## Exercise goal
Render the items from the line containing "the red eye" down to the line containing "[[911, 533]]", both ends included, as a JSON list of strings with one string per line and blank lines omitted. Leave out any pictures.
*** Data supplied ***
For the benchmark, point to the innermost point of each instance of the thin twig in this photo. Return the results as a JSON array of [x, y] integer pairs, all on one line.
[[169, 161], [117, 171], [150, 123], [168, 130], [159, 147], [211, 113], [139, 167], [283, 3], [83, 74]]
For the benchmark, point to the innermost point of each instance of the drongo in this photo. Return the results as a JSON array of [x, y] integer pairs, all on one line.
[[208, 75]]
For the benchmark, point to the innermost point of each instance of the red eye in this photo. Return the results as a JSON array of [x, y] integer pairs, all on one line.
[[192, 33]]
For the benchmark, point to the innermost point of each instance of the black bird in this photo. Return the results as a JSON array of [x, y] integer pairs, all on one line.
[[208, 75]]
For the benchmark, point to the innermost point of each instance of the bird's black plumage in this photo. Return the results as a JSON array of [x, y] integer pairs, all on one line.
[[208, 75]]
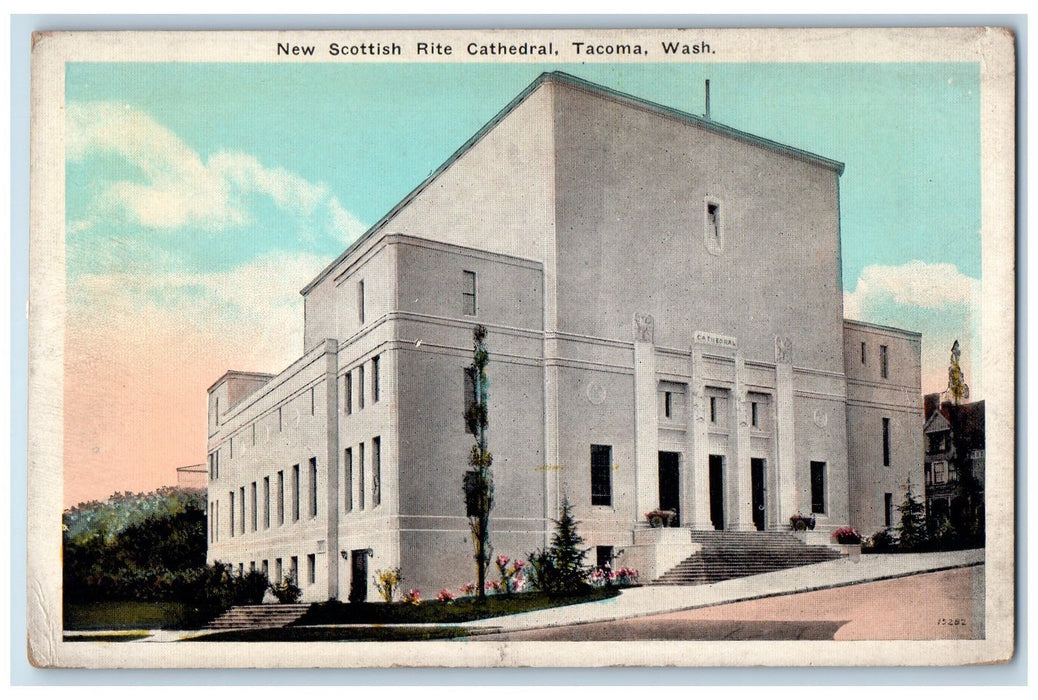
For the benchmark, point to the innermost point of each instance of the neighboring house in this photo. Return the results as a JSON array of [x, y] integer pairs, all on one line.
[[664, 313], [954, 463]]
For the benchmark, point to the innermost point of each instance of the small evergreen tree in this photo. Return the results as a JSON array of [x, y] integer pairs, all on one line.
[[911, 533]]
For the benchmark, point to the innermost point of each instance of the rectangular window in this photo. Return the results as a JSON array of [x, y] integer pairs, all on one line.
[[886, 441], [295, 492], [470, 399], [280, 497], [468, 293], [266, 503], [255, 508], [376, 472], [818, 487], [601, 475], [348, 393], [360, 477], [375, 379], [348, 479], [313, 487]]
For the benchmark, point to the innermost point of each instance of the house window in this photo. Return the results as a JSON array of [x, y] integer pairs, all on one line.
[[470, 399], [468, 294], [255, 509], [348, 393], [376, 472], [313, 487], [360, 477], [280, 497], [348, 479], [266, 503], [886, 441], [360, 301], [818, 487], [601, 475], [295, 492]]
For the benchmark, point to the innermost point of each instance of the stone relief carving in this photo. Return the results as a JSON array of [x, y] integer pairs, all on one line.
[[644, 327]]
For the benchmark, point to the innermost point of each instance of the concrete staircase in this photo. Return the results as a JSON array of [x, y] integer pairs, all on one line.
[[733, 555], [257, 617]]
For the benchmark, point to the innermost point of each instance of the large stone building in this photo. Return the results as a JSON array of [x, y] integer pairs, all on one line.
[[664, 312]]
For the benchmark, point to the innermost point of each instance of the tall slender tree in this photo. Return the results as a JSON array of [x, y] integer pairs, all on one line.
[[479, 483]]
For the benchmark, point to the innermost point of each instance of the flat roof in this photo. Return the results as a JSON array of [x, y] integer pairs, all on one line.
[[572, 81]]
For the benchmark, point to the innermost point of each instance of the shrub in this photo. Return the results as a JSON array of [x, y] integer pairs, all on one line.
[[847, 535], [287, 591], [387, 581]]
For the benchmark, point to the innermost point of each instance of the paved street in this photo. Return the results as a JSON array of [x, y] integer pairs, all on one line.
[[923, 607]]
***
*** Data supplied ***
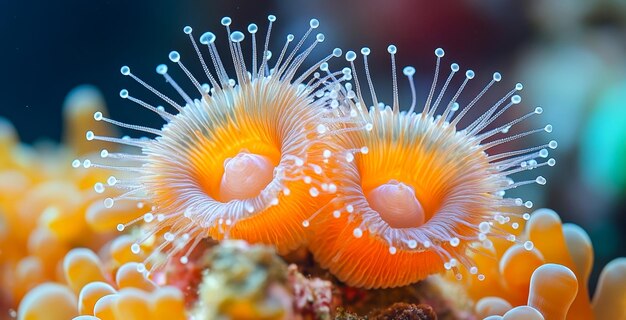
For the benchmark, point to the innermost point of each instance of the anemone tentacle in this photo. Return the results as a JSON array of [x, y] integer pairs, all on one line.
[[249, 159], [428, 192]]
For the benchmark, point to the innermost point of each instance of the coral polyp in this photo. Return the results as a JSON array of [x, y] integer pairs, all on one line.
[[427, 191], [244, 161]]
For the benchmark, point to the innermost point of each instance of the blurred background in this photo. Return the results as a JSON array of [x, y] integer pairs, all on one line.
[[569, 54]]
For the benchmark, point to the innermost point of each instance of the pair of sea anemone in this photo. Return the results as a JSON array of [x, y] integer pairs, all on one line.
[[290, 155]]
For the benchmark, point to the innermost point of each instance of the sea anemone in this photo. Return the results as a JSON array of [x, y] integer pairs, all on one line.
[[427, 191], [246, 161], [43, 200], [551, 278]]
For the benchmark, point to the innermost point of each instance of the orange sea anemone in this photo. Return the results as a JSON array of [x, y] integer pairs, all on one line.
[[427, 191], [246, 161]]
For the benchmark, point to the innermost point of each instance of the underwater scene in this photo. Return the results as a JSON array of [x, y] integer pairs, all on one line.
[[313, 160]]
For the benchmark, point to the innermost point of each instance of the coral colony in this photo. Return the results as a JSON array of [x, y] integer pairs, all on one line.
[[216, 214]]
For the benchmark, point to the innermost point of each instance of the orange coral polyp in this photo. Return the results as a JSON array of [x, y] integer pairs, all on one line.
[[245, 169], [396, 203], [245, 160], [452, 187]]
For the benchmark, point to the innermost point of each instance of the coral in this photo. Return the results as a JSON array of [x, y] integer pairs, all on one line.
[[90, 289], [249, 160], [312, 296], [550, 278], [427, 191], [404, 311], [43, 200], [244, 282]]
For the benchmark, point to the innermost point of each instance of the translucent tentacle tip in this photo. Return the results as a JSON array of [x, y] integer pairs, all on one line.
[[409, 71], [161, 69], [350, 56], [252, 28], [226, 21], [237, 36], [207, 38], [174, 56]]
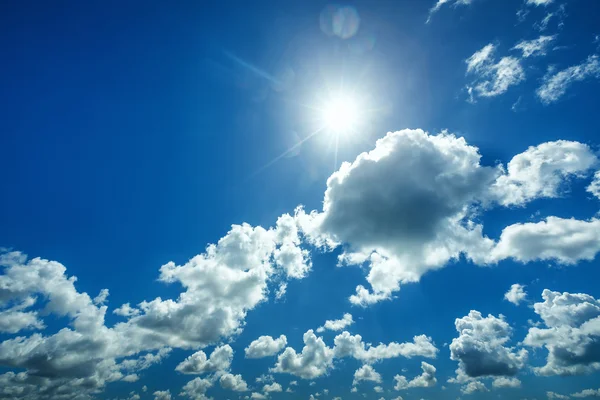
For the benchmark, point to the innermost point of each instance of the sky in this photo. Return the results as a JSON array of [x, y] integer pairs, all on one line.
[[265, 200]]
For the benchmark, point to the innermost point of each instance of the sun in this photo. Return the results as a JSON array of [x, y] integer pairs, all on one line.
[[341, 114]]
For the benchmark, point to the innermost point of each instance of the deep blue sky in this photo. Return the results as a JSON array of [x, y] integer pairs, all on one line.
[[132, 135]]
***
## Response to the exercise
[
  "For the benchmark, point to the innermost point of each instance of the red eye in this photo. Return the results as a JSON array of [x, y] integer pairs, all on one line.",
  "[[192, 33]]",
  "For the benchmark, point to the innermost point of each instance of the black bird in this photo. Return the results as a JSON array of [x, y] integer pairs, all on one line.",
  "[[208, 75]]",
  "For the benchmark, point to the innermost point of each instance of the bird's black plumage in this photo. Return the results as a JSON array of [x, y] integer pairs, all on one line.",
  "[[208, 75]]",
  "For the benchmark, point to the innermost point of each instance of the neighboring house in this photo. Return the results as a JSON array of [x, y] integer pairs, all on one line.",
  "[[664, 313], [954, 463]]",
  "For the benchmark, point to the innermost point of each instance of the small evergreen tree in this photo. Return the results as a JSON array of [x, y] integer pairs, all on one line.",
  "[[911, 533]]"
]